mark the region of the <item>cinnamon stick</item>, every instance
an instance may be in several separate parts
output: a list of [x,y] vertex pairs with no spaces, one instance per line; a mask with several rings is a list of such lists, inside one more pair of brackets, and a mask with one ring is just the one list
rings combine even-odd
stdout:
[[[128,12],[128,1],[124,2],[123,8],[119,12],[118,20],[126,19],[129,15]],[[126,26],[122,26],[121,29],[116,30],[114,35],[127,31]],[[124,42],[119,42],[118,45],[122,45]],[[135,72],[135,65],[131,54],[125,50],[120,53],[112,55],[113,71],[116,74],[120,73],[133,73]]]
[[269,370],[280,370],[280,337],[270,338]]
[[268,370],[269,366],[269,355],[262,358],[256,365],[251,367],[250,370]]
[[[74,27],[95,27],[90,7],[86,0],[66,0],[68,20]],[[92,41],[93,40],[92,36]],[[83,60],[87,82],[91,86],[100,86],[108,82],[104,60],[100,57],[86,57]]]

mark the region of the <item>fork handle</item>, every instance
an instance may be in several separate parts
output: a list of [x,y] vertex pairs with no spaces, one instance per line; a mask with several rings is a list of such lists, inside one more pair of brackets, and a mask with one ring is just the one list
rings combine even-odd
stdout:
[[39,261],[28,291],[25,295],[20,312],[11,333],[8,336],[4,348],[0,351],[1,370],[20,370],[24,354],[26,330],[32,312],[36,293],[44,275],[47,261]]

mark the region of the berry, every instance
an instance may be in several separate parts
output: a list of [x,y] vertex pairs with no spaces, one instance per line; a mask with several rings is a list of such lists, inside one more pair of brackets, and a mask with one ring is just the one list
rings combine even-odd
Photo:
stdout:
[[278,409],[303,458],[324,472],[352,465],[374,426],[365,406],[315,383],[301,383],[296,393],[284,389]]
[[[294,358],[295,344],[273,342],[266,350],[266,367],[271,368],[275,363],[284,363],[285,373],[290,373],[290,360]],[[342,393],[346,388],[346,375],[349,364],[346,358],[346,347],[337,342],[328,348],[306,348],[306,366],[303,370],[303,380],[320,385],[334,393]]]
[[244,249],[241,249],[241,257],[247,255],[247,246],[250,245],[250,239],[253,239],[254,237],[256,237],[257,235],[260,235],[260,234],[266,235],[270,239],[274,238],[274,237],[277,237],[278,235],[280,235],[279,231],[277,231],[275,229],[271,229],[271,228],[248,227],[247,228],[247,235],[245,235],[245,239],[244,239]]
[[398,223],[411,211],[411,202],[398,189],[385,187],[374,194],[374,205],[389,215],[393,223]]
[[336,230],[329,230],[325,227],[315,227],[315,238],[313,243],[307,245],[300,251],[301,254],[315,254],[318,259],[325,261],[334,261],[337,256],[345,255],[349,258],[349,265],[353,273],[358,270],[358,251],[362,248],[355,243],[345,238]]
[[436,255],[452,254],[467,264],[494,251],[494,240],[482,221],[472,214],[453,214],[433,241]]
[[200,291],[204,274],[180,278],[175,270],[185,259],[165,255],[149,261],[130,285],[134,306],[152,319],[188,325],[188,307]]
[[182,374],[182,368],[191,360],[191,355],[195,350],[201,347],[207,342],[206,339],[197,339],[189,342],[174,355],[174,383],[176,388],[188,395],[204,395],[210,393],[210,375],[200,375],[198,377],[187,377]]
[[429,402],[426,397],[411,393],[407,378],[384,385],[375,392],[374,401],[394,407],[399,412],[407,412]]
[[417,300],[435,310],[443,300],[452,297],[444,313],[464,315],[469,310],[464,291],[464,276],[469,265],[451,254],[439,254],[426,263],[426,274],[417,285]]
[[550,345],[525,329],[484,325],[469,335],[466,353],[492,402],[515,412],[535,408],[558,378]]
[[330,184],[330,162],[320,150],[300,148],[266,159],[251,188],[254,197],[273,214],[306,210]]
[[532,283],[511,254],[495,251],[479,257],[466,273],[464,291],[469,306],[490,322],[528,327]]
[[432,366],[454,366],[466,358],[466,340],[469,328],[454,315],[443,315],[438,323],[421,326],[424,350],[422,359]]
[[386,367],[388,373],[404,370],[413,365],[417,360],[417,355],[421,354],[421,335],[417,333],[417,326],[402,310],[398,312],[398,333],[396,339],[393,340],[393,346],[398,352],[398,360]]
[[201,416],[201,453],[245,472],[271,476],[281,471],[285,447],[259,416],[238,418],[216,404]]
****
__Consigne détaillée__. Recopiez à l'identique chacune des lignes des données ci-dessus, du début à la fin.

__Résultat de l'exercice__.
mark the region of the <item>cinnamon stick</item>, every instance
an instance may be in several separate parts
output: a list of [x,y] vertex pairs with no spaces, one instance per line; a mask with several rings is a list of such lists, inside one more pair of brackets, and a mask with one ring is just the one list
rings combine even-odd
stdout:
[[[128,12],[128,1],[124,2],[123,8],[119,12],[118,20],[126,19],[129,15]],[[126,26],[122,26],[121,29],[116,30],[114,35],[127,31]],[[124,42],[119,42],[118,45],[122,45]],[[135,72],[135,65],[131,54],[125,50],[120,53],[112,55],[113,71],[116,74],[120,73],[133,73]]]
[[269,370],[280,370],[280,337],[270,338]]
[[268,370],[269,366],[269,355],[262,358],[256,365],[251,367],[250,370]]
[[[74,27],[95,27],[90,7],[86,0],[66,0],[68,20]],[[92,41],[93,40],[92,36]],[[83,60],[87,82],[91,86],[100,86],[108,82],[104,60],[100,57],[86,57]]]

mark the region of the <item>fork handle</item>, every instance
an instance may be in several separate parts
output: a list of [x,y] vertex pairs with no spaces, one instance per line; a mask with several rings is a list of such lists, inside one more pair of brackets, and a mask with one ring is just the one list
rings combine even-odd
stdout:
[[39,261],[28,291],[25,295],[20,312],[11,333],[8,336],[4,348],[0,351],[1,370],[20,370],[24,354],[26,330],[32,312],[36,293],[44,275],[47,261]]

mark the region of the berry, every instance
an instance may be in several separate parts
output: a list of [x,y] vertex pairs with no spaces, one instance per line; a mask with several rings is a list of such lists, inside one more pair of brackets, and a mask with one ring is just the one list
rings combine even-odd
Photo:
stdout:
[[278,409],[303,458],[324,472],[352,465],[374,426],[365,406],[315,383],[301,383],[296,393],[284,389]]
[[[294,358],[295,344],[273,342],[266,350],[266,367],[271,368],[275,363],[284,363],[285,373],[290,373],[290,360]],[[342,393],[346,388],[346,375],[349,364],[346,358],[346,347],[337,342],[328,348],[306,348],[306,366],[303,370],[303,380],[320,385],[334,393]]]
[[244,249],[241,249],[241,257],[247,255],[247,246],[250,245],[250,239],[253,239],[254,237],[256,237],[257,235],[260,235],[260,234],[266,235],[270,239],[274,238],[274,237],[277,237],[278,235],[280,235],[279,231],[277,231],[275,229],[271,229],[271,228],[248,227],[247,228],[247,235],[245,235],[245,239],[244,239]]
[[398,223],[411,211],[411,202],[398,189],[385,187],[374,194],[374,205],[389,215],[393,223]]
[[336,230],[329,230],[325,227],[315,227],[315,238],[313,243],[307,245],[300,251],[301,254],[315,254],[318,259],[325,261],[334,261],[337,256],[345,255],[349,258],[349,265],[353,273],[358,270],[358,251],[362,248],[355,243],[345,238]]
[[436,255],[452,254],[467,264],[494,251],[494,240],[482,221],[472,214],[453,214],[433,241]]
[[200,291],[204,274],[180,278],[175,270],[185,259],[165,255],[149,261],[130,285],[134,306],[152,319],[188,325],[188,307]]
[[182,374],[182,368],[191,360],[191,355],[195,350],[201,347],[207,342],[206,339],[197,339],[189,342],[174,355],[174,383],[176,388],[188,395],[204,395],[210,393],[210,375],[200,375],[198,377],[187,377]]
[[429,402],[426,397],[411,393],[407,378],[384,385],[375,392],[374,401],[394,407],[399,412],[407,412]]
[[417,300],[435,310],[443,300],[452,297],[444,313],[464,315],[469,310],[464,291],[464,276],[469,265],[451,254],[439,254],[426,263],[426,274],[417,285]]
[[550,345],[525,329],[484,325],[469,335],[466,353],[492,402],[515,412],[535,408],[558,378]]
[[330,184],[330,162],[320,150],[300,148],[266,159],[251,188],[254,197],[273,214],[306,210]]
[[532,283],[511,254],[495,251],[479,257],[466,273],[464,291],[469,306],[490,322],[528,327]]
[[432,366],[454,366],[466,358],[466,340],[469,328],[454,315],[443,315],[438,323],[421,326],[424,350],[422,359]]
[[386,367],[388,373],[404,370],[413,365],[417,360],[417,355],[421,354],[421,335],[417,333],[417,326],[402,310],[398,312],[398,333],[396,339],[393,340],[393,346],[398,352],[398,360]]
[[201,416],[201,453],[245,472],[271,476],[281,471],[285,447],[259,416],[238,418],[216,404]]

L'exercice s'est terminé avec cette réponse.